* Document text
>> start
On one hand, I love this interview because it is so rare to read thoughtful criticism of the industry from one of its respected insiders. On the other hand, I think it encourages the exact risk-averse behavoir that it is criticizing — leading investors to shun high risk earlier stage deals and instead stockpiling their bets into later stage companies that would normally be publicly held. What else are these companies to do but spend it?

It’s Not About Burn, It’s About Revenue vs. Expenses

As an early stage founder whose company is burning $150–200K month I found it hard to get my head around companies who are spending 20X this amount at $4M per month in burn (to be clear: burn is the amount of money your bank account goes down each month, after revenue).

If their ratio of revenue to expenses is anything like mine, they must be making $8–12M of revenue per month, and spending $12 — 16M. These numbers sound crazy!

There must be some kind of precedent for spending this way, some way to justify the decision to run these businesses at a significant loss even at massive scale. Back in May, I wrote a detailed overview comparing tech IPOs of today to those of the first Dot Com, which was the culmination of more than 100 hours of research reading every single S-1 in excruciating detail.

This analysis looks at the ratio of revenue to expenses, and describes how close to profitability they were.

As you can see, about half of the companies in this group were profitable, and the remainder are in the 75–95% range.

A much more detailed spreadsheet including including ratios for all IPOs 1998 to present can be found at the bottom of this post.

Public Company Scale in the Private Market

Uber, which is valued at $17 Billion, reportedly generated $750M in gross revenue with $150M in cash flow and one leaked report says they are pulling $20M per week. If you’re making $80M per month but spending $84M ($4M burn) that’s really not that crazy at all. That would be a 95% on the graph above. They could burn $20M per month and still be at 80%.
>> end
* Available records
>> start
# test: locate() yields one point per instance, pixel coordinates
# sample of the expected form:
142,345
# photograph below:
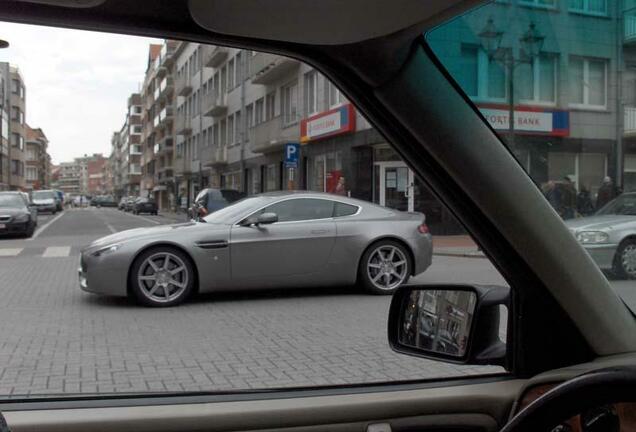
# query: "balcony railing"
184,124
630,28
629,127
267,68
212,156
272,135
213,56
215,104
184,84
166,114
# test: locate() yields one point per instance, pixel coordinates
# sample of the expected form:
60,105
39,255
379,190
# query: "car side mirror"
454,323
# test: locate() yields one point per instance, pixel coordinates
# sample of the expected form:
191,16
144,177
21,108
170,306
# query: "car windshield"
11,200
623,205
43,195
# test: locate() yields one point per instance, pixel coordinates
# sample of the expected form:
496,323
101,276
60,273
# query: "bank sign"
529,120
329,123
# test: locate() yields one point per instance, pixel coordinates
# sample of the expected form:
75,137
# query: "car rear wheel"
384,267
161,277
625,260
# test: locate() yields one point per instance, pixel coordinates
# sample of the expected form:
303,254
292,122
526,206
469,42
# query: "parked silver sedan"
281,239
609,236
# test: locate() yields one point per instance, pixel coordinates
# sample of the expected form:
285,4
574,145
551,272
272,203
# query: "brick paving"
54,338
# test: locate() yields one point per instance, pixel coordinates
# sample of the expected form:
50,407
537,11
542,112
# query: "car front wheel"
625,260
161,277
384,266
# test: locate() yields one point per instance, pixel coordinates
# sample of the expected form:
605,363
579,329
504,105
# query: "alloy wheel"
387,267
162,277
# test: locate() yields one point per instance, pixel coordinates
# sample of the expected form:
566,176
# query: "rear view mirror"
454,323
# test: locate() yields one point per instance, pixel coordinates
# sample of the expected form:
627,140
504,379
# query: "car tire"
384,267
160,292
625,260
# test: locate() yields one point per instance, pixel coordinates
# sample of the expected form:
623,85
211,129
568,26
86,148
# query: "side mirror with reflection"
453,323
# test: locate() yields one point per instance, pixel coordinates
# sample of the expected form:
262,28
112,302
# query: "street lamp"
531,45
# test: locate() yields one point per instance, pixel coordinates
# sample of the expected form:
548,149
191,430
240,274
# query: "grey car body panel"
617,227
229,256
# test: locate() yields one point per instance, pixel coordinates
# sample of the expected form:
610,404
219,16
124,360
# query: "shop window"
588,82
311,93
289,104
537,81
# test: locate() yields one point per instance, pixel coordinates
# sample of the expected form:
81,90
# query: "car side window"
301,209
342,209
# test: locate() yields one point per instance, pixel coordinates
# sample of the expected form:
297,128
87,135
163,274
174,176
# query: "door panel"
478,406
281,249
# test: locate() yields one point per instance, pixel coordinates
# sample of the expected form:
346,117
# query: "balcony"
184,124
268,68
272,135
164,145
166,115
165,88
215,104
213,56
629,35
629,127
184,85
167,54
213,156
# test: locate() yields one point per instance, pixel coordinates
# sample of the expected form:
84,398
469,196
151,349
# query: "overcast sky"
77,83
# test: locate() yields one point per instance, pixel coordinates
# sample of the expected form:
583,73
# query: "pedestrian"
584,202
553,195
340,187
568,198
606,192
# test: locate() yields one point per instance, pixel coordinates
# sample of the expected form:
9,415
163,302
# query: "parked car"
103,201
210,200
333,241
46,201
130,202
17,215
608,235
145,205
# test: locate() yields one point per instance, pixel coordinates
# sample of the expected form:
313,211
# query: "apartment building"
158,97
38,161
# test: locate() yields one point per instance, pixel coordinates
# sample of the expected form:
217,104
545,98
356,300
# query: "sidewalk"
457,246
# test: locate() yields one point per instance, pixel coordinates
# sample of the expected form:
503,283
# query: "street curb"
461,255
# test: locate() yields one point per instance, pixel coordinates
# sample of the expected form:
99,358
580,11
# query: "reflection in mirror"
438,320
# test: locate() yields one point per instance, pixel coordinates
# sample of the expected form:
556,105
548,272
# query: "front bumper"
602,254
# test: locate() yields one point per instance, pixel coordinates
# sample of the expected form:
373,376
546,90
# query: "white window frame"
586,9
536,87
535,4
586,88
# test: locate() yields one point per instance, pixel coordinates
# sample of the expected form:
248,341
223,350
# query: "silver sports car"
610,235
281,239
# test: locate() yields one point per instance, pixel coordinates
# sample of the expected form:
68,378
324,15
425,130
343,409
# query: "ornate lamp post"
531,44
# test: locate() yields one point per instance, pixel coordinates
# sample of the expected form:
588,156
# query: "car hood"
163,232
601,222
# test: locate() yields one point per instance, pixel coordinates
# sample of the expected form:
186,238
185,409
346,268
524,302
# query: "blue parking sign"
292,151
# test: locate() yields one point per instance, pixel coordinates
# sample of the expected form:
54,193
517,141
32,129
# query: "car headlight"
106,250
22,218
590,237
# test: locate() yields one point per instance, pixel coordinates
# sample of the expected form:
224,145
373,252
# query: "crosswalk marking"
10,251
56,251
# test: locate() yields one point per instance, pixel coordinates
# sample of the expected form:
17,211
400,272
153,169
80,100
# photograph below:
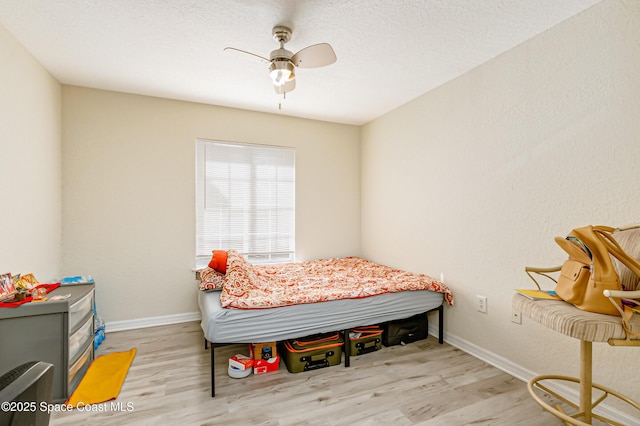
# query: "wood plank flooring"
423,383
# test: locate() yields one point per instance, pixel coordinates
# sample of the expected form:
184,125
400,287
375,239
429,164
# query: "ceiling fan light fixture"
281,72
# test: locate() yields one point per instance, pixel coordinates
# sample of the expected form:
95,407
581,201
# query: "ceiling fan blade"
314,56
286,88
258,57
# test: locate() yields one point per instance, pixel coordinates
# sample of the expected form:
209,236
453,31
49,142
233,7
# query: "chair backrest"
30,383
629,240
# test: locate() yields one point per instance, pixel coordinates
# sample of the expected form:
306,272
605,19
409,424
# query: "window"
245,200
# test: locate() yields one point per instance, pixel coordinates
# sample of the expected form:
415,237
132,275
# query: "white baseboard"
525,375
151,322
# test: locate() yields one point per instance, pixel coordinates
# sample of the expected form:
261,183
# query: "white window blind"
245,200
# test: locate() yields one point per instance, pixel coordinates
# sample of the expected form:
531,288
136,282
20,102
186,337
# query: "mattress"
221,325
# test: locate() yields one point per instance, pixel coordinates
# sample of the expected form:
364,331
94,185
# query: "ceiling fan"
283,63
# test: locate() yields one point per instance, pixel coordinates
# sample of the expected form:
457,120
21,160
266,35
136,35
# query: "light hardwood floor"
423,383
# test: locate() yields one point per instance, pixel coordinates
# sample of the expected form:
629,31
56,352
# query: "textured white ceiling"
389,51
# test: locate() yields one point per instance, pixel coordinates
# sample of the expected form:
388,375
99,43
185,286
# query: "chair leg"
586,379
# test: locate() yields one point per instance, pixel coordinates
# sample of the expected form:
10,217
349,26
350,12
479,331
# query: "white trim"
151,322
525,375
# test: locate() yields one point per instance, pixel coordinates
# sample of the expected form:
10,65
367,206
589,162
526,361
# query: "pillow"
211,280
219,261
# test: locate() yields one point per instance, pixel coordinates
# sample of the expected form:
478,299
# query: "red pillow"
219,261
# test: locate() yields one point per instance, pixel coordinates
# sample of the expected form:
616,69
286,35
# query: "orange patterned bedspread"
250,286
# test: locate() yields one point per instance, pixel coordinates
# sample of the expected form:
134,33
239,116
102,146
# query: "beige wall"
476,178
129,192
30,182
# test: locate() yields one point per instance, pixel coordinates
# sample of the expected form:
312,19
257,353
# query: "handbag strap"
614,248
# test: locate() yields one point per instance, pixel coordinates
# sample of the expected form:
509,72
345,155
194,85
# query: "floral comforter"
250,286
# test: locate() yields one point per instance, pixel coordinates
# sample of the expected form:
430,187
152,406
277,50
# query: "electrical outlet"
482,304
516,317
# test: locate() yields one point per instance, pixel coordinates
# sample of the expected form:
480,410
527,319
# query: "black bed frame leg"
347,348
441,324
213,376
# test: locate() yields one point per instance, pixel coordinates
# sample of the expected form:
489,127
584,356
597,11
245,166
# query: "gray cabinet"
58,332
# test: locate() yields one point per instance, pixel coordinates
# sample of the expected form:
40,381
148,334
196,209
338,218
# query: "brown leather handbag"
590,268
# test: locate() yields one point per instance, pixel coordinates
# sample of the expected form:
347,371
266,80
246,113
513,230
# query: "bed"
265,303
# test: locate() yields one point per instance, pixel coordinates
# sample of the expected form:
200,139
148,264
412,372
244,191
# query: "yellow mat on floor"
>> end
* Aim 1
Based on the burn-rate text, decide whether each statement is true: (a) the author's company burns $150–200K per month; (b) Uber is valued at $20 Billion; (c) burn is measured before revenue. Answer yes or no for each and quote the deciding words.
* Aim 2
Count the lines in the rows that contain the string "mirror", treating case as significant, and give only the number.
The text and the rows were taken from separate sources.

* Expected output 1
(a) Yes: "burning $150–200K month"
(b) No: "Uber, which is valued at $17 Billion"
(c) No: "burn is the amount of money your bank account goes down each month, after revenue"

* Expected output 2
4